Required actions:
1/ Render into French the following sentence from the article on the election for the presidency of the European Court of Human Rights: "Judge Síofra O’Leary, the Irish judge on the European Court of Human Rights (ECtHR), has been tipped as the frontrunner in the election for the court’s presidency."
2/ Proceed with the article on Judge O’Leary and the election for the presidency of the European Court of Human Rights, beginning after its final sentence.

Selected extract:
Irish Judge Síofra O’Leary leads field in election for ECtHR presidency
Judge Síofra O’Leary, the Irish judge on the European Court of Human Rights (ECtHR), has been tipped as the frontrunner in the election for the court’s presidency.
Human rights campaigners and legal experts speaking to our sister publication Irish Legal News warmly welcomed the Dublin-born judge’s potential appointment to the prominent role as a boost to the court as well as to Ireland’s international reputation.
Judge O’Leary’s appointment would be “without doubt the highest achievement of any Irish judge on a European-level court”, Bill Shipsey, a retired barrister and former chair of Amnesty International Ireland, said.
Mr Shipsey added: “It reflects the deserved high regard in which Judge O’Leary is held. Not only would she be the first Irish president of the court in the 63 years since the court was established in 1959, but also its first woman president.
“This would be a monumental and substantial boost for Ireland’s international legal and judicial reputation.”

Data shown:
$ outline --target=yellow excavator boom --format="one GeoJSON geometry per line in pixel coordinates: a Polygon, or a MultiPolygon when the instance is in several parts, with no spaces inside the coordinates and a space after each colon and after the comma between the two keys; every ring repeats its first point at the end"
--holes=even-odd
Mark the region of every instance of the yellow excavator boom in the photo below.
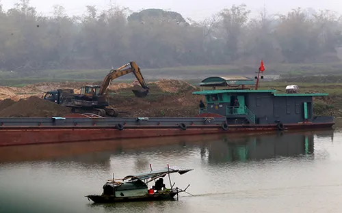
{"type": "MultiPolygon", "coordinates": [[[[105,91],[108,88],[108,86],[109,85],[112,80],[119,78],[122,76],[124,76],[131,72],[133,72],[134,74],[135,78],[139,81],[142,88],[145,89],[149,89],[147,87],[146,83],[145,83],[145,80],[144,79],[142,73],[140,72],[140,68],[137,66],[135,61],[131,61],[116,70],[111,70],[110,71],[110,72],[105,77],[105,79],[103,79],[103,82],[102,83],[101,87],[100,88],[98,95],[102,96],[105,94],[105,91]],[[123,70],[128,66],[131,66],[131,67],[123,70]]],[[[135,90],[135,91],[133,90],[133,92],[137,96],[136,92],[137,93],[137,91],[135,90]]]]}

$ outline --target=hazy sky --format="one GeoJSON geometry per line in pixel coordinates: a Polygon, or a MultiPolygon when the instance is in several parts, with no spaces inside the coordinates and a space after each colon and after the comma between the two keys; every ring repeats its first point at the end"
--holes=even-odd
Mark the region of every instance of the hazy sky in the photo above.
{"type": "MultiPolygon", "coordinates": [[[[4,9],[8,10],[18,1],[0,1],[4,9]]],[[[52,14],[52,6],[57,3],[64,6],[69,14],[79,15],[85,11],[86,5],[96,5],[98,6],[98,9],[105,10],[107,8],[110,0],[31,0],[30,2],[37,10],[47,15],[52,14]]],[[[243,3],[248,6],[254,14],[264,5],[272,13],[285,13],[292,8],[302,7],[315,10],[328,9],[342,14],[342,0],[111,0],[111,3],[128,7],[133,12],[147,8],[176,11],[183,15],[184,18],[189,17],[195,20],[205,18],[224,8],[243,3]]]]}

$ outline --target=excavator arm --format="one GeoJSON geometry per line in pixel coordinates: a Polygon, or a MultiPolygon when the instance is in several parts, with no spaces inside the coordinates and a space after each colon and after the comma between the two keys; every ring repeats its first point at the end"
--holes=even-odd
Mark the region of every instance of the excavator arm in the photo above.
{"type": "Polygon", "coordinates": [[[142,87],[144,88],[144,89],[133,90],[135,96],[142,98],[147,96],[149,88],[147,87],[147,84],[146,83],[145,80],[144,80],[144,77],[142,76],[142,74],[140,72],[140,68],[137,66],[135,61],[127,63],[116,70],[111,70],[110,72],[105,77],[105,79],[103,80],[103,82],[102,83],[101,87],[100,88],[98,95],[103,95],[105,94],[105,91],[108,88],[108,86],[109,85],[112,80],[118,79],[131,72],[133,72],[134,74],[137,81],[139,81],[139,83],[140,83],[142,87]],[[124,70],[124,68],[127,68],[129,66],[131,66],[131,67],[124,70]]]}

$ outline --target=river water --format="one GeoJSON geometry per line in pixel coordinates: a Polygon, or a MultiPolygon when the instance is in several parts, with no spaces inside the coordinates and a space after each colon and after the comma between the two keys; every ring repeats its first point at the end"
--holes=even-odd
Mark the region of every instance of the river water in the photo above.
{"type": "MultiPolygon", "coordinates": [[[[341,212],[342,129],[0,148],[0,212],[341,212]],[[175,201],[94,205],[107,179],[170,166],[175,201]]],[[[164,182],[168,186],[167,176],[164,182]]]]}

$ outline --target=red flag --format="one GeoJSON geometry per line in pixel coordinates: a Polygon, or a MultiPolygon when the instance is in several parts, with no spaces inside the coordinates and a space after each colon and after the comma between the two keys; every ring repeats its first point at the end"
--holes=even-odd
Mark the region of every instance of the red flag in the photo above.
{"type": "Polygon", "coordinates": [[[261,72],[265,71],[265,67],[263,66],[263,61],[261,60],[261,63],[260,64],[260,68],[259,68],[259,70],[261,72]]]}

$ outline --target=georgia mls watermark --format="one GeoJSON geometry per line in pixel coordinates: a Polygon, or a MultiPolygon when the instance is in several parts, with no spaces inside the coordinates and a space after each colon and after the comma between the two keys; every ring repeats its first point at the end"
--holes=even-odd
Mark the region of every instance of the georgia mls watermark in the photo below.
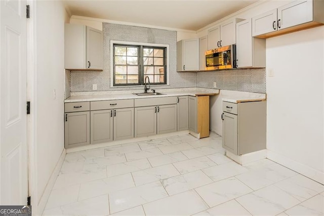
{"type": "Polygon", "coordinates": [[[31,216],[31,205],[0,205],[0,216],[31,216]]]}

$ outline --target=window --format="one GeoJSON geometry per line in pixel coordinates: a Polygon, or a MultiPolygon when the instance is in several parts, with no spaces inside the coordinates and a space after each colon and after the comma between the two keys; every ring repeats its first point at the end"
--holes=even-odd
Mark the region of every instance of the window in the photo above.
{"type": "Polygon", "coordinates": [[[167,48],[114,44],[113,86],[167,84],[167,48]]]}

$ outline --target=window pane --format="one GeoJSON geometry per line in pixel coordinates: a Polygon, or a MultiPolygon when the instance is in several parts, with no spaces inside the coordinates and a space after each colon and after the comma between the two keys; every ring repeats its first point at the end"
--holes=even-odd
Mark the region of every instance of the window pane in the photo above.
{"type": "Polygon", "coordinates": [[[137,57],[127,57],[128,64],[138,64],[137,57]]]}
{"type": "Polygon", "coordinates": [[[115,55],[126,55],[126,48],[115,47],[115,55]]]}
{"type": "Polygon", "coordinates": [[[153,58],[144,57],[144,65],[153,65],[153,58]]]}
{"type": "Polygon", "coordinates": [[[154,67],[144,67],[144,74],[154,74],[154,67]]]}
{"type": "Polygon", "coordinates": [[[126,66],[116,66],[115,67],[115,74],[116,75],[119,74],[126,74],[126,66]]]}
{"type": "Polygon", "coordinates": [[[126,64],[126,56],[115,56],[115,64],[126,64]]]}
{"type": "Polygon", "coordinates": [[[154,67],[155,74],[164,74],[164,67],[154,67]]]}
{"type": "MultiPolygon", "coordinates": [[[[146,77],[146,76],[145,77],[146,77]]],[[[144,79],[145,79],[145,77],[144,77],[144,79]]],[[[147,77],[148,77],[148,78],[150,79],[150,82],[151,83],[153,82],[153,80],[154,80],[154,75],[147,75],[147,77]]]]}
{"type": "Polygon", "coordinates": [[[137,47],[128,47],[127,48],[127,55],[129,56],[137,56],[138,48],[137,47]]]}
{"type": "Polygon", "coordinates": [[[154,76],[155,83],[161,83],[164,82],[164,75],[155,75],[154,76]]]}
{"type": "Polygon", "coordinates": [[[156,49],[154,50],[154,57],[163,57],[164,50],[156,49]]]}
{"type": "Polygon", "coordinates": [[[128,66],[127,67],[127,74],[138,75],[138,66],[128,66]]]}
{"type": "Polygon", "coordinates": [[[153,57],[153,49],[144,48],[143,49],[143,56],[153,57]]]}
{"type": "Polygon", "coordinates": [[[115,82],[117,84],[126,83],[126,75],[115,75],[115,82]]]}
{"type": "Polygon", "coordinates": [[[154,64],[155,65],[163,65],[163,58],[154,58],[154,64]]]}
{"type": "Polygon", "coordinates": [[[137,75],[129,75],[127,76],[127,83],[138,83],[138,76],[137,75]]]}

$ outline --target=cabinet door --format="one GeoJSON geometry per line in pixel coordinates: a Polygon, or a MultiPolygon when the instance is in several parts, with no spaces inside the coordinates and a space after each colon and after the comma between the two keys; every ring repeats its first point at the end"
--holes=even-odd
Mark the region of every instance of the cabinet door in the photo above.
{"type": "Polygon", "coordinates": [[[156,134],[156,106],[135,109],[135,136],[147,136],[156,134]]]}
{"type": "Polygon", "coordinates": [[[223,120],[223,148],[237,154],[237,116],[224,113],[223,120]]]}
{"type": "Polygon", "coordinates": [[[189,130],[197,133],[197,98],[188,97],[189,130]]]}
{"type": "Polygon", "coordinates": [[[177,131],[177,104],[157,106],[157,133],[177,131]]]}
{"type": "Polygon", "coordinates": [[[199,39],[183,40],[182,47],[183,70],[199,69],[199,39]]]}
{"type": "Polygon", "coordinates": [[[112,141],[112,110],[90,112],[91,143],[112,141]]]}
{"type": "Polygon", "coordinates": [[[177,130],[188,130],[188,96],[178,97],[177,103],[177,130]]]}
{"type": "Polygon", "coordinates": [[[208,37],[207,35],[199,39],[199,69],[206,69],[206,58],[205,52],[208,50],[208,37]]]}
{"type": "Polygon", "coordinates": [[[65,148],[90,143],[90,112],[65,114],[64,143],[65,148]]]}
{"type": "Polygon", "coordinates": [[[252,66],[252,25],[251,20],[236,24],[236,59],[237,67],[252,66]]]}
{"type": "Polygon", "coordinates": [[[312,0],[298,1],[278,8],[278,29],[312,20],[312,0]]]}
{"type": "Polygon", "coordinates": [[[64,66],[86,68],[86,26],[66,23],[64,25],[64,66]]]}
{"type": "Polygon", "coordinates": [[[252,36],[277,30],[277,9],[252,18],[252,36]]]}
{"type": "Polygon", "coordinates": [[[102,31],[87,26],[87,67],[102,69],[102,31]]]}
{"type": "Polygon", "coordinates": [[[221,24],[221,38],[220,41],[221,47],[236,43],[236,24],[235,19],[231,19],[221,24]]]}
{"type": "Polygon", "coordinates": [[[220,47],[218,42],[220,41],[220,25],[208,30],[209,50],[220,47]]]}
{"type": "Polygon", "coordinates": [[[134,108],[113,110],[113,140],[134,138],[134,108]]]}

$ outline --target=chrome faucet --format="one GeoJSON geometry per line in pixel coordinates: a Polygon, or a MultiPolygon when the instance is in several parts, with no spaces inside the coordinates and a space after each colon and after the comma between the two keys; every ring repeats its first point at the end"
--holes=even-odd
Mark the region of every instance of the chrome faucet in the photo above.
{"type": "Polygon", "coordinates": [[[146,77],[145,77],[145,80],[144,81],[144,93],[147,93],[147,90],[150,89],[150,85],[151,84],[150,83],[150,78],[148,77],[148,76],[147,76],[146,77]],[[146,79],[147,79],[148,81],[148,88],[147,87],[147,82],[146,82],[146,79]]]}

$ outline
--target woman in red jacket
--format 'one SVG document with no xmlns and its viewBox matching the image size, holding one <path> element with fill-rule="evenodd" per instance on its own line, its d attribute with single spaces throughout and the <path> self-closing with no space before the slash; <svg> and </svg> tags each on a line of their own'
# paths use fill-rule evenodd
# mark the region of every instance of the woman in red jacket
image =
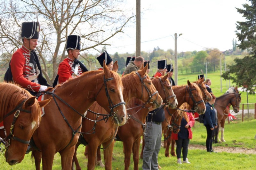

Answer list:
1/ La juge Síofra O’Leary, juge irlandaise à la Cour européenne des droits de l’homme (CEDH), est donnée favorite dans l’élection à la présidence de la Cour.

2/
Michael O’Boyle, a barrister and deputy registrar of the ECtHR from 2006 to 2015, described Judge O’Leary as “very much a lawyer’s judge” who is well liked and would make “an excellent president”.
If successful in the election this autumn – and he believes that is “a fairly safe bet” – then her appointment will “provide a great headline” for an Irish government eager to promote Ireland internationally as a leading legal player, he said.
He pointed out that the role would see Judge O’Leary receiving international guests including heads of state, ministers of justice and chief justices, as well as travelling across the continent. “She would become a high-profile legal figure in the European constellation and a very important figure,” he added.
The next president of the court will take the reins at a time when the court, freshly emerging from the pandemic, is dealing with the fallout of the Russian invasion of Ukraine, which has led to Russia’s departure from the Council of Europe and the European Convention on Human Rights, as well as the UK’s potential withdrawal.
It is also dealing with a significant backlog, having over 70,000 pending cases, and there continue to be disagreements over how outstanding complaints against Russia should be dealt with following its international isolation.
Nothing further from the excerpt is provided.